<<<<

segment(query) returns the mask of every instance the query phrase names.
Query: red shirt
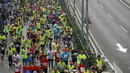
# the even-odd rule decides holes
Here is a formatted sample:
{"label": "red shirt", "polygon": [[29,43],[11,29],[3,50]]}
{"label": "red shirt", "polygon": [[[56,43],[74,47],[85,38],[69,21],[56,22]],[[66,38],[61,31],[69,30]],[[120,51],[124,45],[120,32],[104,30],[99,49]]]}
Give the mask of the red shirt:
{"label": "red shirt", "polygon": [[80,72],[80,73],[84,73],[85,67],[86,67],[85,64],[79,64],[79,67],[78,67],[79,72]]}
{"label": "red shirt", "polygon": [[34,48],[31,47],[31,48],[30,48],[30,54],[33,54],[33,53],[34,53]]}
{"label": "red shirt", "polygon": [[42,59],[41,65],[42,65],[42,68],[48,68],[48,59]]}
{"label": "red shirt", "polygon": [[44,55],[40,55],[40,60],[42,60],[44,58]]}

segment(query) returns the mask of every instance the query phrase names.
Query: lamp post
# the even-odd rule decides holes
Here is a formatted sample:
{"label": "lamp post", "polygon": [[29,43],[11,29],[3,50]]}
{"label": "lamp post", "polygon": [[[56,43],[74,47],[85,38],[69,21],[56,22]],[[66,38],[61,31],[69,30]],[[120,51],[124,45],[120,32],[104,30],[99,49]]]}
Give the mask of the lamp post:
{"label": "lamp post", "polygon": [[84,36],[84,31],[83,31],[83,27],[84,27],[84,0],[82,0],[82,25],[81,25],[81,28],[82,28],[82,31],[81,31],[81,39],[83,41],[83,36]]}
{"label": "lamp post", "polygon": [[86,0],[86,43],[87,49],[89,49],[88,0]]}

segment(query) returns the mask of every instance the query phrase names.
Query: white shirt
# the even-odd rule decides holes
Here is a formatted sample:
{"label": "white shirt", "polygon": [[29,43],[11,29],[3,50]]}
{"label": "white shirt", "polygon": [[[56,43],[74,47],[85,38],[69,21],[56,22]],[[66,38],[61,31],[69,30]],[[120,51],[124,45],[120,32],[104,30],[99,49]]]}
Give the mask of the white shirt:
{"label": "white shirt", "polygon": [[47,51],[47,55],[48,55],[48,59],[53,59],[53,56],[54,56],[54,51],[53,50],[48,50]]}
{"label": "white shirt", "polygon": [[15,69],[14,69],[15,72],[20,72],[20,63],[18,63],[18,64],[15,63],[14,66],[15,66]]}
{"label": "white shirt", "polygon": [[21,57],[20,57],[20,55],[19,54],[17,54],[17,55],[13,55],[13,61],[16,61],[17,59],[20,59]]}

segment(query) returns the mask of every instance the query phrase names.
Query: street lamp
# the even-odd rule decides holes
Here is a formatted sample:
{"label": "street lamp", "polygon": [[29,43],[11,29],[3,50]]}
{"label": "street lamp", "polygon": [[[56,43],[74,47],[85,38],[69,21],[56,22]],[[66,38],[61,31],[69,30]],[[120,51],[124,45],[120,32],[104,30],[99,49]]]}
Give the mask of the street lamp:
{"label": "street lamp", "polygon": [[81,27],[82,27],[81,39],[83,41],[83,36],[84,36],[84,31],[83,31],[83,27],[84,27],[84,0],[82,0],[82,18],[81,18],[81,20],[82,20],[82,25],[81,25]]}

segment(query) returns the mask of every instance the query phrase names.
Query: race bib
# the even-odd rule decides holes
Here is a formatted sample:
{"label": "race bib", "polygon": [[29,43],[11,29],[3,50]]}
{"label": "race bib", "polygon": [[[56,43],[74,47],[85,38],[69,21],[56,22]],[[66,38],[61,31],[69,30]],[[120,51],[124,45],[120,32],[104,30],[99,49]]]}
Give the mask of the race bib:
{"label": "race bib", "polygon": [[47,63],[43,63],[43,66],[47,66]]}
{"label": "race bib", "polygon": [[60,54],[59,54],[59,53],[57,53],[57,54],[56,54],[56,57],[58,57],[58,58],[59,58],[59,57],[60,57]]}
{"label": "race bib", "polygon": [[85,68],[84,67],[80,67],[80,71],[84,72]]}
{"label": "race bib", "polygon": [[64,55],[64,58],[67,58],[68,57],[68,55]]}
{"label": "race bib", "polygon": [[15,68],[15,72],[19,72],[19,68]]}
{"label": "race bib", "polygon": [[69,35],[68,38],[71,38],[71,36]]}

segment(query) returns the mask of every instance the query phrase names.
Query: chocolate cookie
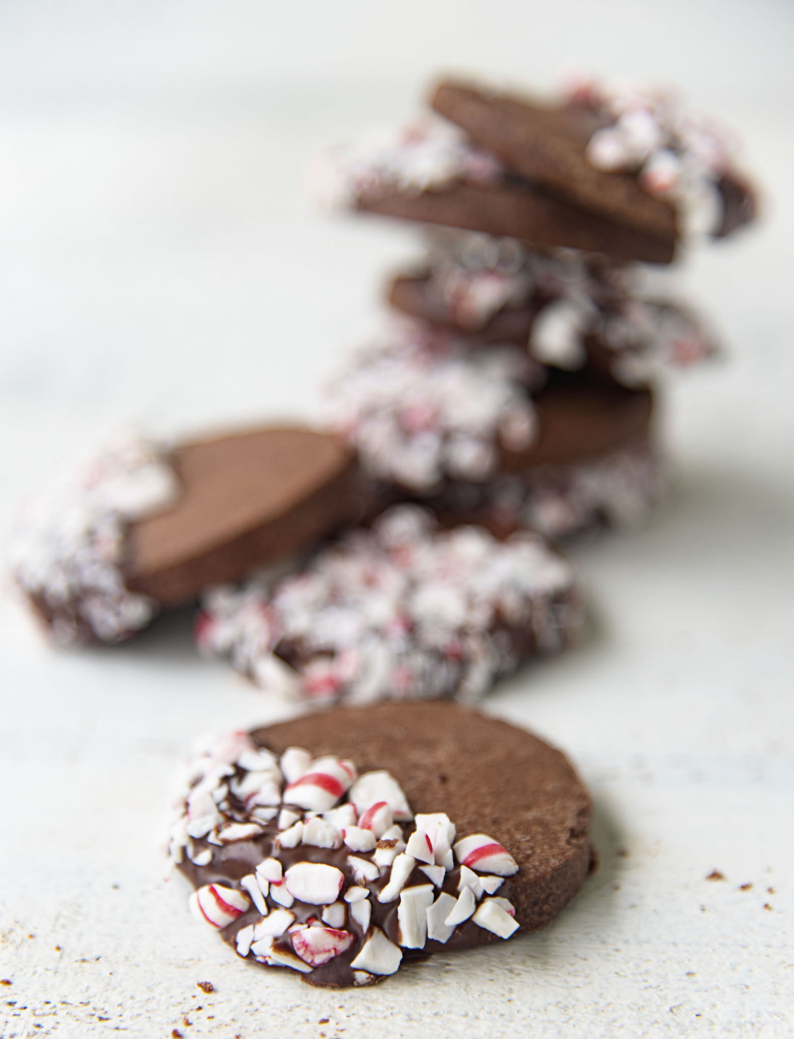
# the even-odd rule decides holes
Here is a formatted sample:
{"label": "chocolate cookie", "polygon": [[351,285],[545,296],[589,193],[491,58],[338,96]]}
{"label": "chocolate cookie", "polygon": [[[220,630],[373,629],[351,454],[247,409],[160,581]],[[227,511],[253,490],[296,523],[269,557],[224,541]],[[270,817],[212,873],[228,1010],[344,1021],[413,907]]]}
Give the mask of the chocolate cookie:
{"label": "chocolate cookie", "polygon": [[692,312],[593,256],[458,233],[435,236],[423,267],[391,283],[389,302],[472,346],[515,343],[544,365],[633,388],[717,352]]}
{"label": "chocolate cookie", "polygon": [[532,185],[670,249],[689,233],[724,236],[755,216],[727,142],[672,94],[590,83],[568,103],[544,105],[447,80],[431,105]]}
{"label": "chocolate cookie", "polygon": [[208,592],[196,639],[304,700],[471,701],[570,644],[580,614],[572,567],[539,535],[439,530],[400,505],[277,579]]}
{"label": "chocolate cookie", "polygon": [[647,436],[652,410],[648,391],[546,370],[517,346],[472,349],[419,329],[355,357],[328,401],[365,472],[414,495],[598,458]]}
{"label": "chocolate cookie", "polygon": [[532,247],[566,246],[648,263],[669,263],[674,255],[673,238],[554,197],[440,125],[417,124],[330,149],[312,165],[308,186],[327,208],[511,236]]}
{"label": "chocolate cookie", "polygon": [[352,455],[328,433],[259,429],[170,451],[130,439],[27,503],[13,572],[57,642],[118,642],[361,507]]}
{"label": "chocolate cookie", "polygon": [[208,747],[170,855],[241,957],[332,987],[545,927],[594,862],[566,757],[444,703],[335,709]]}

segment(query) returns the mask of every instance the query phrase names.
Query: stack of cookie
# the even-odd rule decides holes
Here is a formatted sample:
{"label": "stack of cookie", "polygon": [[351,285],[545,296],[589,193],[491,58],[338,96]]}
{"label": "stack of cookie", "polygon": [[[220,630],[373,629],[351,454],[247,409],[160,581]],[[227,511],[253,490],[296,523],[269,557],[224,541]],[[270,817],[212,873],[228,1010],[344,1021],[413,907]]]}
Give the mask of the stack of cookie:
{"label": "stack of cookie", "polygon": [[430,104],[311,170],[325,204],[428,229],[388,289],[404,320],[333,381],[332,424],[445,522],[558,538],[642,517],[657,375],[715,352],[650,265],[747,223],[752,189],[662,92],[587,82],[545,105],[442,82]]}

>>>>

EXERCISE: Quote the entries in full. Any image among them is to be omitted from the copy.

OUTPUT FOR THIS TASK:
segment(query) returns the mask of every instance the query phrase names.
Query: red shirt
# the even-odd rule decides holes
Here is a formatted sample:
{"label": "red shirt", "polygon": [[29,43],[11,29],[3,50]]}
{"label": "red shirt", "polygon": [[[56,43],[74,47],[85,38],[69,21],[56,22]],[[66,38],[61,31],[69,30]],[[120,51],[124,45],[120,32],[104,30],[99,49]]]}
Give the mask of the red shirt:
{"label": "red shirt", "polygon": [[80,72],[80,73],[84,73],[85,67],[86,67],[85,64],[79,64],[79,67],[78,67],[79,72]]}
{"label": "red shirt", "polygon": [[34,48],[31,47],[31,48],[30,48],[30,54],[33,54],[33,53],[34,53]]}
{"label": "red shirt", "polygon": [[42,59],[41,65],[42,65],[42,68],[48,68],[48,59]]}
{"label": "red shirt", "polygon": [[44,55],[40,55],[40,60],[42,60],[44,58]]}

segment(query) returns the mask of every instance the query phrase names.
Query: lamp post
# the even-odd rule decides holes
Here is a formatted sample:
{"label": "lamp post", "polygon": [[29,43],[11,29],[3,50]]}
{"label": "lamp post", "polygon": [[[56,43],[74,47],[85,38],[69,21],[56,22]],[[66,38],[61,31],[69,30]],[[120,51],[124,45],[120,32],[104,30],[99,49]]]}
Give the mask of the lamp post:
{"label": "lamp post", "polygon": [[84,36],[84,31],[83,31],[83,27],[84,27],[84,0],[82,0],[82,25],[81,25],[81,28],[82,28],[82,31],[81,31],[81,39],[83,41],[83,36]]}
{"label": "lamp post", "polygon": [[86,0],[86,43],[87,49],[89,49],[88,0]]}

segment(query) returns the mask of every instance the query phrase names.
Query: white shirt
# the even-odd rule decides holes
Here is a formatted sample:
{"label": "white shirt", "polygon": [[29,43],[11,29],[3,50]]}
{"label": "white shirt", "polygon": [[[56,43],[74,47],[85,38],[69,21],[56,22]],[[66,38],[61,31],[69,30]],[[120,51],[124,45],[120,32],[104,30],[99,49]]]}
Give the mask of the white shirt:
{"label": "white shirt", "polygon": [[47,51],[47,55],[48,55],[48,59],[53,59],[53,56],[54,56],[54,51],[53,50],[48,50]]}
{"label": "white shirt", "polygon": [[15,69],[14,69],[15,72],[20,72],[20,63],[18,63],[18,64],[15,63],[14,66],[15,66]]}
{"label": "white shirt", "polygon": [[21,57],[20,57],[20,55],[19,54],[17,54],[17,55],[13,55],[13,61],[16,61],[17,59],[20,59]]}

segment(query) returns the mask of every instance the query phrase names.
Query: street lamp
# the even-odd rule decides holes
Here is a formatted sample:
{"label": "street lamp", "polygon": [[29,43],[11,29],[3,50]]}
{"label": "street lamp", "polygon": [[[56,43],[74,47],[85,38],[69,21],[56,22]],[[66,38],[61,31],[69,30]],[[120,51],[124,45],[120,32],[104,30],[99,49]]]}
Give the mask of the street lamp:
{"label": "street lamp", "polygon": [[81,27],[82,27],[81,39],[83,41],[83,36],[84,36],[84,31],[83,31],[83,27],[84,27],[84,0],[82,0],[82,18],[81,18],[81,20],[82,20],[82,25],[81,25]]}

segment(query) returns the mask of every instance the query phrase names.
Query: race bib
# the even-odd rule decides holes
Here is a formatted sample:
{"label": "race bib", "polygon": [[29,43],[11,29],[3,50]]}
{"label": "race bib", "polygon": [[[56,43],[74,47],[85,38],[69,21],[56,22]],[[66,38],[61,31],[69,30]],[[120,51],[124,45],[120,32],[104,30],[99,49]]]}
Give the mask of the race bib:
{"label": "race bib", "polygon": [[47,63],[43,63],[43,66],[47,66]]}
{"label": "race bib", "polygon": [[60,54],[59,54],[59,53],[57,53],[57,54],[56,54],[56,57],[58,57],[58,58],[59,58],[59,57],[60,57]]}
{"label": "race bib", "polygon": [[85,68],[84,67],[80,67],[80,71],[84,72]]}
{"label": "race bib", "polygon": [[64,55],[64,58],[67,58],[68,57],[68,55]]}
{"label": "race bib", "polygon": [[15,68],[15,72],[19,72],[19,68]]}
{"label": "race bib", "polygon": [[69,35],[68,38],[71,38],[71,36]]}

segment(query) returns the mask of every instance the query phrase names.
Query: chocolate cookie
# the even-odd rule decides holes
Here is a formatted sample:
{"label": "chocolate cookie", "polygon": [[351,285],[545,296],[589,193],[491,58],[338,96]]}
{"label": "chocolate cookie", "polygon": [[[220,630],[373,629],[351,454],[247,409],[160,581]],[[227,511],[253,490],[296,523],[269,557],[224,541]],[[270,817],[212,873],[228,1010],[344,1021],[413,907]]]}
Give the mask of the chocolate cookie:
{"label": "chocolate cookie", "polygon": [[692,312],[593,256],[458,233],[435,236],[423,267],[391,283],[389,302],[472,346],[515,343],[544,365],[633,388],[717,352]]}
{"label": "chocolate cookie", "polygon": [[532,185],[670,249],[689,233],[724,236],[755,216],[727,142],[672,94],[590,83],[568,103],[544,105],[447,80],[431,105]]}
{"label": "chocolate cookie", "polygon": [[208,592],[196,639],[304,700],[471,701],[570,644],[580,614],[572,567],[539,535],[439,530],[400,505],[277,579]]}
{"label": "chocolate cookie", "polygon": [[647,436],[652,410],[648,391],[546,370],[517,346],[472,349],[419,329],[355,357],[328,401],[365,472],[414,495],[598,458]]}
{"label": "chocolate cookie", "polygon": [[532,247],[566,246],[648,263],[669,263],[674,255],[673,238],[554,197],[440,125],[417,124],[330,149],[312,165],[308,186],[327,208],[511,236]]}
{"label": "chocolate cookie", "polygon": [[352,455],[328,433],[259,429],[170,451],[130,439],[27,503],[13,572],[57,642],[118,642],[361,507]]}
{"label": "chocolate cookie", "polygon": [[208,747],[170,855],[241,957],[332,987],[545,927],[594,862],[566,757],[444,703],[335,709]]}

segment(query) returns the mask of every instance the query phrase names.
Query: stack of cookie
# the even-odd rule decides holes
Here is a formatted sample:
{"label": "stack of cookie", "polygon": [[351,285],[545,296],[589,193],[491,58],[338,96]]}
{"label": "stack of cookie", "polygon": [[[220,630],[373,629],[351,454],[247,409],[160,581]],[[227,511],[253,490],[296,523],[269,557],[224,541]],[[270,817],[212,873],[228,1010],[344,1021],[413,907]]]}
Give the mask of the stack of cookie:
{"label": "stack of cookie", "polygon": [[430,104],[311,170],[325,204],[428,229],[388,289],[404,320],[333,381],[332,424],[445,522],[558,538],[642,517],[657,375],[715,352],[650,265],[747,223],[752,189],[662,92],[587,82],[545,105],[442,82]]}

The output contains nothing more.